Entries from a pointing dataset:
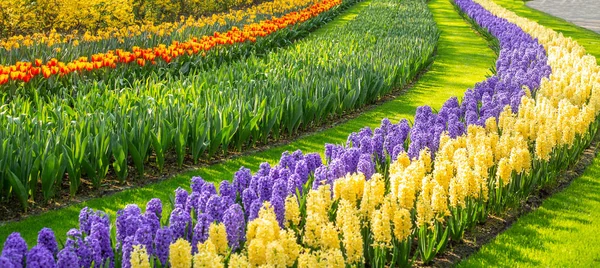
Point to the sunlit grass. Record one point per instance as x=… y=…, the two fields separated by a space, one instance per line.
x=463 y=59
x=564 y=231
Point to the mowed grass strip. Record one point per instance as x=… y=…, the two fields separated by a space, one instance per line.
x=563 y=231
x=463 y=59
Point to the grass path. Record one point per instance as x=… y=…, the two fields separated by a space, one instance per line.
x=563 y=232
x=463 y=60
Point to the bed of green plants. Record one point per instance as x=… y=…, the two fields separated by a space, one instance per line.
x=99 y=130
x=460 y=53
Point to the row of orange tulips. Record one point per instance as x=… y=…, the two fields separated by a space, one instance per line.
x=25 y=71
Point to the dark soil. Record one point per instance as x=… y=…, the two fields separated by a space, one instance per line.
x=497 y=224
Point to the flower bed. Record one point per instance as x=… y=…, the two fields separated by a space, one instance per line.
x=366 y=204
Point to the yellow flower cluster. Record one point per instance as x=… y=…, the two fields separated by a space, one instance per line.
x=565 y=105
x=180 y=254
x=208 y=253
x=139 y=257
x=106 y=19
x=349 y=223
x=318 y=231
x=269 y=245
x=218 y=236
x=422 y=193
x=292 y=211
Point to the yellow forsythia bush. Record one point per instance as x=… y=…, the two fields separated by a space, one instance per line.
x=22 y=17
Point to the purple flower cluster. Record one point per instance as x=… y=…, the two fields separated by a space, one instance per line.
x=522 y=62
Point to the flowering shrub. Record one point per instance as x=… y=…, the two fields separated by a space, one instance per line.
x=26 y=71
x=371 y=197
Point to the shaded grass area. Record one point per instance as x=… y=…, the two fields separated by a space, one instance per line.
x=563 y=231
x=463 y=59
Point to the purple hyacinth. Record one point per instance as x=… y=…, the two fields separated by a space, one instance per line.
x=151 y=220
x=350 y=159
x=279 y=189
x=294 y=183
x=274 y=173
x=84 y=224
x=329 y=149
x=74 y=233
x=226 y=202
x=181 y=197
x=128 y=221
x=241 y=179
x=313 y=161
x=248 y=196
x=40 y=257
x=154 y=206
x=46 y=239
x=144 y=236
x=202 y=200
x=377 y=143
x=192 y=201
x=337 y=169
x=209 y=188
x=235 y=225
x=321 y=177
x=162 y=240
x=67 y=258
x=284 y=173
x=263 y=170
x=365 y=166
x=201 y=230
x=254 y=209
x=14 y=258
x=84 y=252
x=226 y=189
x=95 y=251
x=264 y=186
x=7 y=263
x=100 y=232
x=16 y=246
x=180 y=223
x=196 y=184
x=127 y=249
x=286 y=160
x=214 y=207
x=279 y=207
x=366 y=146
x=302 y=170
x=397 y=150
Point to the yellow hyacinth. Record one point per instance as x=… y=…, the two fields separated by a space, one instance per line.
x=218 y=236
x=207 y=256
x=275 y=254
x=139 y=257
x=349 y=187
x=180 y=254
x=265 y=238
x=237 y=260
x=329 y=237
x=381 y=228
x=292 y=211
x=402 y=224
x=373 y=194
x=348 y=221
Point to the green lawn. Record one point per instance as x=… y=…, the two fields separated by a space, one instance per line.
x=463 y=59
x=563 y=232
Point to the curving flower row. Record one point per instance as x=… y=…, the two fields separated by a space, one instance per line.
x=432 y=181
x=25 y=71
x=149 y=31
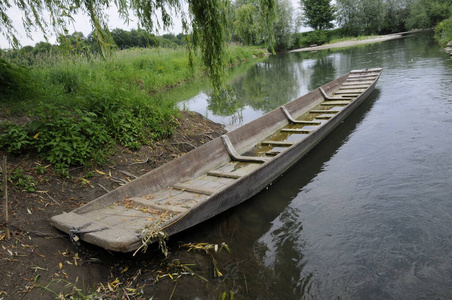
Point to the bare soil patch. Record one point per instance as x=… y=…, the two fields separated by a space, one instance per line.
x=40 y=262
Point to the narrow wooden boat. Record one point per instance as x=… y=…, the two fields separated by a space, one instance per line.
x=218 y=175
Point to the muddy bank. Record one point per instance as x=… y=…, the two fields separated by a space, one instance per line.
x=39 y=262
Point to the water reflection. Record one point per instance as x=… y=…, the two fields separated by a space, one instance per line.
x=366 y=215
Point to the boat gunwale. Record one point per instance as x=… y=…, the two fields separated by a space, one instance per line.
x=179 y=222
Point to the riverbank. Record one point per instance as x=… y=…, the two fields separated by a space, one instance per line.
x=355 y=42
x=39 y=262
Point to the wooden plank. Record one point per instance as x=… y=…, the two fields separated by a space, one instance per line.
x=151 y=204
x=224 y=174
x=368 y=83
x=376 y=70
x=324 y=111
x=296 y=130
x=355 y=80
x=194 y=189
x=277 y=143
x=333 y=103
x=236 y=156
x=349 y=91
x=324 y=117
x=363 y=76
x=354 y=87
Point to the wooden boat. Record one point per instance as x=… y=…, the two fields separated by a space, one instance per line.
x=218 y=175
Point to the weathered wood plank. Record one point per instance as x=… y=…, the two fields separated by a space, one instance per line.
x=277 y=143
x=296 y=130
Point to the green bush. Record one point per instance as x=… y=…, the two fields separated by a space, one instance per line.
x=318 y=37
x=64 y=138
x=13 y=78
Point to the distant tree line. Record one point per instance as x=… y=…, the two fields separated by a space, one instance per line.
x=246 y=25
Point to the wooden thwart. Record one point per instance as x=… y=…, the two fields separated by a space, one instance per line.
x=323 y=111
x=217 y=175
x=237 y=157
x=277 y=143
x=295 y=121
x=224 y=174
x=333 y=103
x=193 y=189
x=296 y=130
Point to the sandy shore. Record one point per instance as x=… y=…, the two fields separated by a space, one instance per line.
x=375 y=39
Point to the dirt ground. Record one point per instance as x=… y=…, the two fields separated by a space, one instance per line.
x=40 y=262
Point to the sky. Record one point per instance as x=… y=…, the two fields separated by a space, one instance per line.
x=82 y=24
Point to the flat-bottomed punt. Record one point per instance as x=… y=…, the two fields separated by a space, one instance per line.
x=218 y=175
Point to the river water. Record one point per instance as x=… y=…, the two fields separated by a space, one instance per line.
x=368 y=213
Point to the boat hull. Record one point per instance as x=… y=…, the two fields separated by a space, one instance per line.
x=234 y=146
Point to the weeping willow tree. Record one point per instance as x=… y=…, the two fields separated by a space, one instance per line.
x=205 y=22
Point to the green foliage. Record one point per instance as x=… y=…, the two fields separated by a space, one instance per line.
x=307 y=39
x=361 y=16
x=209 y=34
x=428 y=13
x=283 y=26
x=443 y=32
x=15 y=138
x=318 y=37
x=13 y=78
x=92 y=104
x=246 y=24
x=251 y=24
x=319 y=14
x=20 y=180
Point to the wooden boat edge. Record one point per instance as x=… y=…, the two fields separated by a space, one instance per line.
x=218 y=201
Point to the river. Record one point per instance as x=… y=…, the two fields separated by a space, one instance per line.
x=368 y=213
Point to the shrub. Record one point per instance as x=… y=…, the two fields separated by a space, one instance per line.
x=318 y=37
x=13 y=78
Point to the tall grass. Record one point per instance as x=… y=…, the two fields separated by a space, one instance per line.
x=75 y=99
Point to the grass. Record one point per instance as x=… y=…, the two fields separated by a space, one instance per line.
x=351 y=38
x=80 y=106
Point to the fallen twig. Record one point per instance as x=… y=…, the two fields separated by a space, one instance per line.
x=104 y=188
x=127 y=173
x=141 y=162
x=51 y=198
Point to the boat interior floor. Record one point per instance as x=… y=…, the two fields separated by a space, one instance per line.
x=160 y=206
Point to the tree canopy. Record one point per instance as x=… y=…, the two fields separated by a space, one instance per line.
x=207 y=19
x=318 y=14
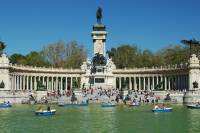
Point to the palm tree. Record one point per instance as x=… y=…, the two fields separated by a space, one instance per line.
x=2 y=47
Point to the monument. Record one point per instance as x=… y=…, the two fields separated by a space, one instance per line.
x=193 y=94
x=99 y=70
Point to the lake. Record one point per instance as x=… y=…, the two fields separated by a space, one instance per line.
x=95 y=119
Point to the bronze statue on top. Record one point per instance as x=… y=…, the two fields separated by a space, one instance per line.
x=194 y=46
x=99 y=15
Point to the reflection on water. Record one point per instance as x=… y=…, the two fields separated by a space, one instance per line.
x=95 y=119
x=194 y=121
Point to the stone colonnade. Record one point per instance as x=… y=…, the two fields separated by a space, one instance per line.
x=152 y=82
x=20 y=81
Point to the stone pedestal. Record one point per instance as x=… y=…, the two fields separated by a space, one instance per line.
x=4 y=73
x=40 y=95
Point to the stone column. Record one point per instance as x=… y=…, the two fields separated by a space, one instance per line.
x=27 y=78
x=61 y=86
x=139 y=83
x=35 y=83
x=56 y=86
x=130 y=84
x=23 y=83
x=66 y=84
x=120 y=83
x=153 y=86
x=52 y=84
x=31 y=82
x=144 y=83
x=169 y=87
x=165 y=83
x=148 y=78
x=71 y=82
x=134 y=80
x=47 y=83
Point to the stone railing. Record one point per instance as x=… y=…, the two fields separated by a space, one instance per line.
x=15 y=67
x=152 y=70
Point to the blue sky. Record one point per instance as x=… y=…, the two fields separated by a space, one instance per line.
x=28 y=25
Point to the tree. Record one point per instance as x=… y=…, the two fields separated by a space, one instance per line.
x=125 y=56
x=18 y=59
x=59 y=54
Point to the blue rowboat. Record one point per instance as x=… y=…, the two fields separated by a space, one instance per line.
x=45 y=112
x=108 y=105
x=5 y=105
x=193 y=106
x=137 y=104
x=162 y=110
x=73 y=105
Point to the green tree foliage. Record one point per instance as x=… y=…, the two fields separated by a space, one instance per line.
x=18 y=59
x=129 y=56
x=31 y=59
x=59 y=54
x=124 y=56
x=175 y=55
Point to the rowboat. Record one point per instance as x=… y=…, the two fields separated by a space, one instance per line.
x=162 y=110
x=5 y=105
x=45 y=112
x=108 y=105
x=134 y=104
x=72 y=105
x=194 y=106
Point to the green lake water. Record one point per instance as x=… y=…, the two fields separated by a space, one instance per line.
x=95 y=119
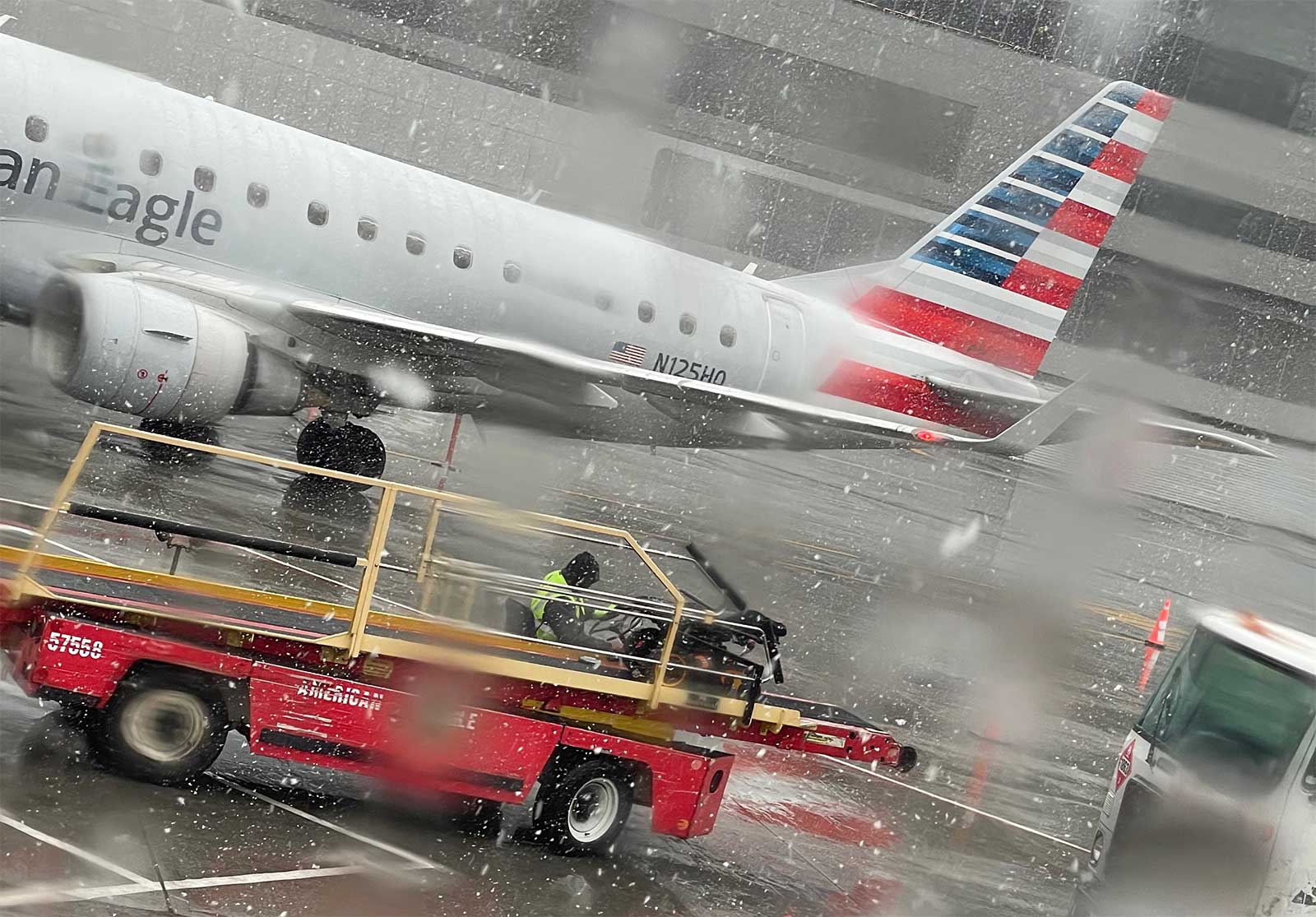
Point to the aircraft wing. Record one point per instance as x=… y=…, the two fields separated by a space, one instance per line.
x=1153 y=429
x=512 y=364
x=552 y=374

- Exercise brief -
Reproduce the lines from the one containing "Point to the purple flower" through the one containing "x=371 y=197", both included, without any change.

- Result below -
Point to the purple flower cluster. Record one point per instance as x=… y=…, the two fields separated by a space, one instance per line.
x=522 y=62
Point to the flowering shrub. Record one point per instance as x=… y=…, the two fields separated by a space, one instance per line.
x=26 y=71
x=371 y=197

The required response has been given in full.